Comprehensive Conflict Resolution: Connecting Academic 'Silos'

Start Date

Thursday October 13, 2022

End Date

Friday October 14, 2022

Time

2:00 pm - 12:00 pm

Location

This SSHRC Connection Grant workshop seeks to bring together a small group of experts to discuss the fact that peace processes do not operate with a clear understanding of the varied and comprehensive elements of conflict resolution, or the impact that those elements have on each other in achieving desired goals.

This problem is in part due to the 'siloed' approach through which many experts on conflict resolution approach their work: security experts work on security, human rights and transitional justice experts on human rights and justice, constitutional design specialists on power-sharing or on autonomy arrangements, and so on.

The workshop has two main objectives: First, to develop an understanding of the 'comprehensive' nature of conflict resolution, with its seven key dimensions: power-sharing; autonomy; refugee returns; security sector reform; disarmament, demobilization and re-integration; transitional justice; and economic reconstruction. Second, to explore how the different dimensions impact on each other in either positive or negative ways, and what the best approach is to provide lasting conflict resolution that satisfies stability and justice concerns.
========================================
» **Task statement**
Reproduce verbatim the passage of the workshop announcement above, starting at "This problem is" and ending at "and justice concerns.".

» **Data for review**
========================================
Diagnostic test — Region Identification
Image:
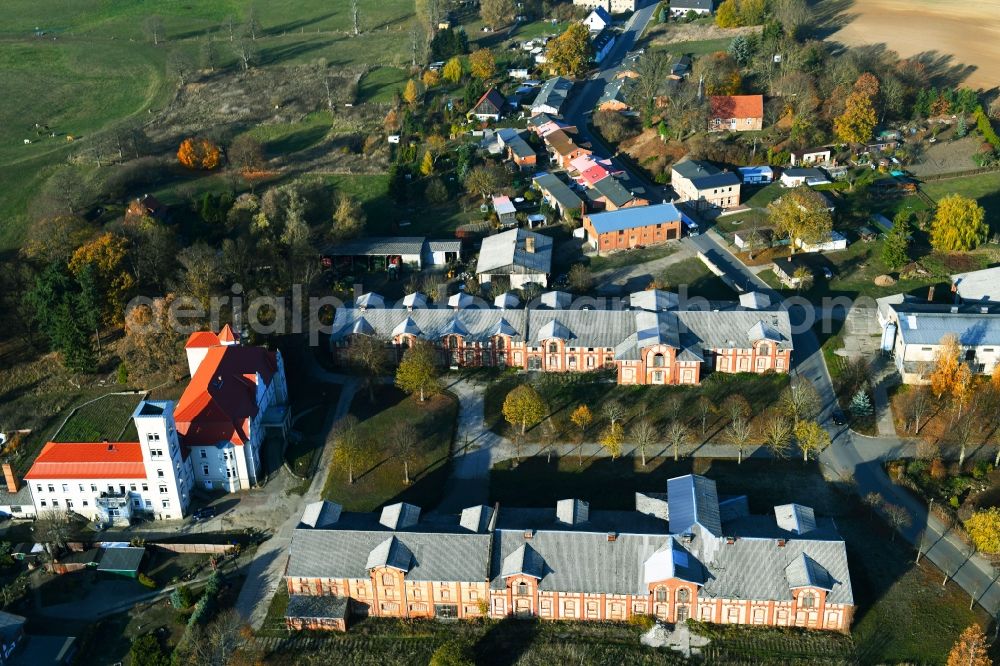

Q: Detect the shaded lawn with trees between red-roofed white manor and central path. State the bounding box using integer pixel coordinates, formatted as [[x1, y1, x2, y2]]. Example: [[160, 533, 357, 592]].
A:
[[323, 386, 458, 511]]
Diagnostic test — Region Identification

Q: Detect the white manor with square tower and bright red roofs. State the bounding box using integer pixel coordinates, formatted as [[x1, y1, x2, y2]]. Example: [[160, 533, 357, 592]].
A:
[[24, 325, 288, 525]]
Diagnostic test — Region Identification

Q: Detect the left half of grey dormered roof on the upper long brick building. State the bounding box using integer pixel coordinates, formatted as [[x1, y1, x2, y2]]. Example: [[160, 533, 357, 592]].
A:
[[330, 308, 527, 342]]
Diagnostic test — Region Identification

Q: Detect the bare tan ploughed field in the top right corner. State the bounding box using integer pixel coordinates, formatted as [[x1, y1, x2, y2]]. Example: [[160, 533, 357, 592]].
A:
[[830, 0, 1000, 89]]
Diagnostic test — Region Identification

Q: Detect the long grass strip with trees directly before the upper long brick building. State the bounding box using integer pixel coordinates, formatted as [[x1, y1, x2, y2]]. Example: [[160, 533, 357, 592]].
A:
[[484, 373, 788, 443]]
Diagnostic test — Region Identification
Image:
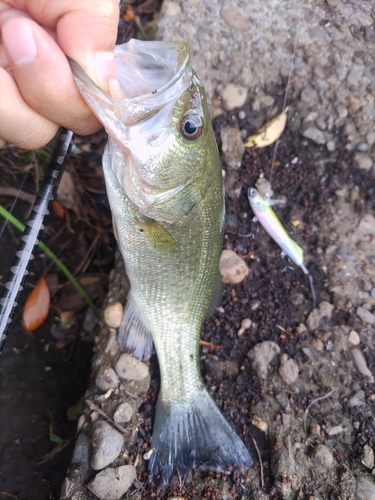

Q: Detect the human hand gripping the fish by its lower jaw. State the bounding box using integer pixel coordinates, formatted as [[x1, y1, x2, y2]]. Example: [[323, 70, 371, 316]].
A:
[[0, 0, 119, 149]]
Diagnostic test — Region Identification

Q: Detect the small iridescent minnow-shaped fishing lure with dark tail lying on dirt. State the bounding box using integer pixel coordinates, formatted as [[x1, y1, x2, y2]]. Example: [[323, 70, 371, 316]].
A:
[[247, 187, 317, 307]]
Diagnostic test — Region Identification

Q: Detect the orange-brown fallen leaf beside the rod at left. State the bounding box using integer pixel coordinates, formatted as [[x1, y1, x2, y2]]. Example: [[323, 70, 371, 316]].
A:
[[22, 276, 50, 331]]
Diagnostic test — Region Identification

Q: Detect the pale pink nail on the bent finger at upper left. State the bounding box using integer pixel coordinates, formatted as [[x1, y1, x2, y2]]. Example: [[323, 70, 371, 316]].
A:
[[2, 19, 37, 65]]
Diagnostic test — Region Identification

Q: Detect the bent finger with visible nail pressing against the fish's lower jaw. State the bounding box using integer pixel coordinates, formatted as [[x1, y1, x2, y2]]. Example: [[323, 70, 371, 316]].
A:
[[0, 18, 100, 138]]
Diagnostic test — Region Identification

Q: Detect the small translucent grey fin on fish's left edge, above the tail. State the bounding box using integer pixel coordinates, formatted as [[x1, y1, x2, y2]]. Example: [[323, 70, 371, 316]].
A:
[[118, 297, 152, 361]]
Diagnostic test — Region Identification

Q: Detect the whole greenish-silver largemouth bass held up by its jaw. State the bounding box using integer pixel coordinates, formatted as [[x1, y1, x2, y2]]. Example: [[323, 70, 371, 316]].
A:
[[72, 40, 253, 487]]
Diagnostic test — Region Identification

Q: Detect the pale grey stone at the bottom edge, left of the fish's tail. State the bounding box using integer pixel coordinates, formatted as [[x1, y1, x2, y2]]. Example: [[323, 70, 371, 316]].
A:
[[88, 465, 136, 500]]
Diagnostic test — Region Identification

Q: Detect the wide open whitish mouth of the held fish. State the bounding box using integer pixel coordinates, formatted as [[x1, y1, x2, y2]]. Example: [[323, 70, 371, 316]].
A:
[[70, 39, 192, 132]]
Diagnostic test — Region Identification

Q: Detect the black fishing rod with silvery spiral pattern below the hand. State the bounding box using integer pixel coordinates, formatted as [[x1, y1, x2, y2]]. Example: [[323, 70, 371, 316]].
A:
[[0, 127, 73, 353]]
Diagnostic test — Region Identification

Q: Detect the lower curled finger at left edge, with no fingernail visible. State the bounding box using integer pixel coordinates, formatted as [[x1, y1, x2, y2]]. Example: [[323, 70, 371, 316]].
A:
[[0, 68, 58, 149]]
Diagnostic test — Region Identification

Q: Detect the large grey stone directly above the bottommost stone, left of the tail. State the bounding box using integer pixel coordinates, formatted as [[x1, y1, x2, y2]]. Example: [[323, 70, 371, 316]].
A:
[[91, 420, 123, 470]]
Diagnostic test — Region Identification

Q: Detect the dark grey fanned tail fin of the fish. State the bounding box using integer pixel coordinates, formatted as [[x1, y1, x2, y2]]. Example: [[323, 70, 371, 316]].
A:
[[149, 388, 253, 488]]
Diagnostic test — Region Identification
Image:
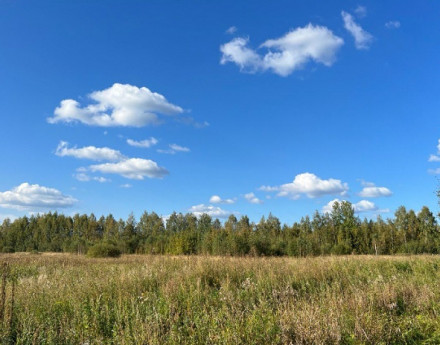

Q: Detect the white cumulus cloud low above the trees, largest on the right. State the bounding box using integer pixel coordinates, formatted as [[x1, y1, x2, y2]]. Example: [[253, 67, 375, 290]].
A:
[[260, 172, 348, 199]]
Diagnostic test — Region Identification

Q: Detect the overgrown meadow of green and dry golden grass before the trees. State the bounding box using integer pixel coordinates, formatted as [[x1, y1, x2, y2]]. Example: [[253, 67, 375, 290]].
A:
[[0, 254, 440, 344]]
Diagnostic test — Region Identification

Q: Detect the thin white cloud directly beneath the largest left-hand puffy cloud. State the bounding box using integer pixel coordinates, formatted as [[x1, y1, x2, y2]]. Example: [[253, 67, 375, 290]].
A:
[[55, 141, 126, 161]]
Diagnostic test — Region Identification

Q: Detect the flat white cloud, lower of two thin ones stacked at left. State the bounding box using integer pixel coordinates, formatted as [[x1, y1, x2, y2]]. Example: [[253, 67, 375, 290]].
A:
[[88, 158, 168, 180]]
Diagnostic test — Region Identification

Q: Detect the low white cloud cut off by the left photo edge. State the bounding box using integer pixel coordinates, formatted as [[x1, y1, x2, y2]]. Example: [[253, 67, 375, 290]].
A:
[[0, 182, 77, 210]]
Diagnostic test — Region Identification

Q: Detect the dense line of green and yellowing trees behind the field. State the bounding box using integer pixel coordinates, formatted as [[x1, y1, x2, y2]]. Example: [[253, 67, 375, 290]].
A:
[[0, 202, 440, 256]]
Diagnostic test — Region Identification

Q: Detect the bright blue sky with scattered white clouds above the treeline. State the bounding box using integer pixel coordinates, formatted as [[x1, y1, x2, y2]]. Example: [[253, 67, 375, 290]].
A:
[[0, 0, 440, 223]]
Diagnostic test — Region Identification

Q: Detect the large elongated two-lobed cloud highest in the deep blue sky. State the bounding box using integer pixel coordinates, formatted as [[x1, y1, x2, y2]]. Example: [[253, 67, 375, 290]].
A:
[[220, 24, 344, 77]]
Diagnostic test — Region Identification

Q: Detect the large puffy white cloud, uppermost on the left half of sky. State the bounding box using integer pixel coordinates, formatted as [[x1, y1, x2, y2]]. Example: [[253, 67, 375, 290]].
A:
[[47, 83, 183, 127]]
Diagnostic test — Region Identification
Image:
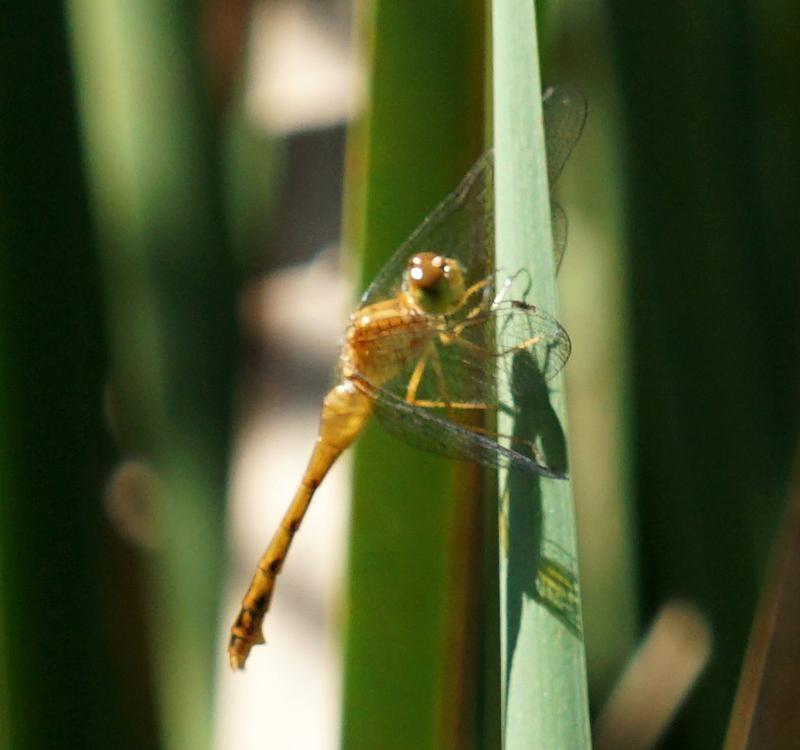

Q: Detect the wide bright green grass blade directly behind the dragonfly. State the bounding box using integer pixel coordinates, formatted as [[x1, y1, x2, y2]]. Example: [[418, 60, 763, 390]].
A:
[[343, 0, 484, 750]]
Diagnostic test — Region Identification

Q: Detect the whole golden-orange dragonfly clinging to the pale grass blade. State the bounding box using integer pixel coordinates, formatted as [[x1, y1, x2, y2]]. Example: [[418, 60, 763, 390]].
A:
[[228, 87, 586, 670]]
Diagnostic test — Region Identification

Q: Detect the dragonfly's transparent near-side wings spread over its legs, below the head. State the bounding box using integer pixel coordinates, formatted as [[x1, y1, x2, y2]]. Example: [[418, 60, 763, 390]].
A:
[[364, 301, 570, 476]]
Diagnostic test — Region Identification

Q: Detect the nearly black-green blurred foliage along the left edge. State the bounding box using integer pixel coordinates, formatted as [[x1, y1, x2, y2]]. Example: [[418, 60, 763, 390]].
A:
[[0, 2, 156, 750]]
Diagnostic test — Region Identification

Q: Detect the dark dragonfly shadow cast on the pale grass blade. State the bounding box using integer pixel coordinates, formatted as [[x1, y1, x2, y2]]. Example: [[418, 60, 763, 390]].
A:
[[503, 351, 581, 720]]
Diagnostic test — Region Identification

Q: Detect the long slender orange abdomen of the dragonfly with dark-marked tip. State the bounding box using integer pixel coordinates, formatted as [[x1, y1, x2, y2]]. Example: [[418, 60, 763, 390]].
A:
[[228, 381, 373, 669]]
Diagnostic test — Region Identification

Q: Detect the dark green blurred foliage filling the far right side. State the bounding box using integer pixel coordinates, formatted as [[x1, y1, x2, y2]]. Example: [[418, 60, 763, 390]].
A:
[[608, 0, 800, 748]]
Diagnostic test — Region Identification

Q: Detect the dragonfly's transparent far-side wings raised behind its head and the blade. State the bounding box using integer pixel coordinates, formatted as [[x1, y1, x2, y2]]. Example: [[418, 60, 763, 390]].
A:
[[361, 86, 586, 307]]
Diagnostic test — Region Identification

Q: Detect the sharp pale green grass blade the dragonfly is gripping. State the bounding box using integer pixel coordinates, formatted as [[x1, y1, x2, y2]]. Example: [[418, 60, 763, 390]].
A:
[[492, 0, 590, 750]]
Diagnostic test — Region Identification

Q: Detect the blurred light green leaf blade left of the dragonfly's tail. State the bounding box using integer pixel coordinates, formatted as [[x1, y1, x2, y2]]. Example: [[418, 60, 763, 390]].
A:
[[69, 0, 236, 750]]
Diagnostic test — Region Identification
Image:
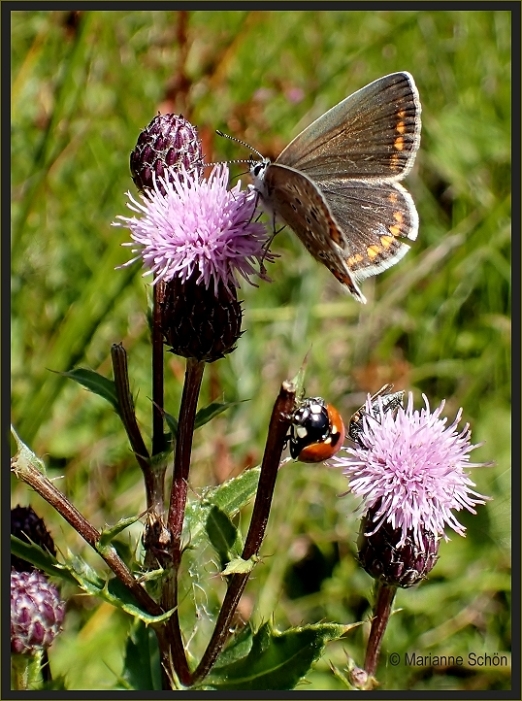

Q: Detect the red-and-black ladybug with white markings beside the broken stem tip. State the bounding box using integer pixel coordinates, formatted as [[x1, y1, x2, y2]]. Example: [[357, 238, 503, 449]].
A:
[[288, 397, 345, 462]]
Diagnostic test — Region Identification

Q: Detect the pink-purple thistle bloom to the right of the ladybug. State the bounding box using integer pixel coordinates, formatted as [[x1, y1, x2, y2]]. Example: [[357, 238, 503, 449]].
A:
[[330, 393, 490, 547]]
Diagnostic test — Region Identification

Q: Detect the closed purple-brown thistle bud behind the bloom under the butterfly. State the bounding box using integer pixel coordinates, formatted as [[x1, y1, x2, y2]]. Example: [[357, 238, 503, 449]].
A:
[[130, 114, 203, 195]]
========================================
» **Final answer**
This problem is in part due to the 'siloed' approach through which many experts on conflict resolution approach their work: security experts work on security, human rights and transitional justice experts on human rights and justice, constitutional design specialists on power-sharing or on autonomy arrangements, and so on.

The workshop has two main objectives: First, to develop an understanding of the 'comprehensive' nature of conflict resolution, with its seven key dimensions: power-sharing; autonomy; refugee returns; security sector reform; disarmament, demobilization and re-integration; transitional justice; and economic reconstruction. Second, to explore how the different dimensions impact on each other in either positive or negative ways, and what the best approach is to provide lasting conflict resolution that satisfies stability and justice concerns.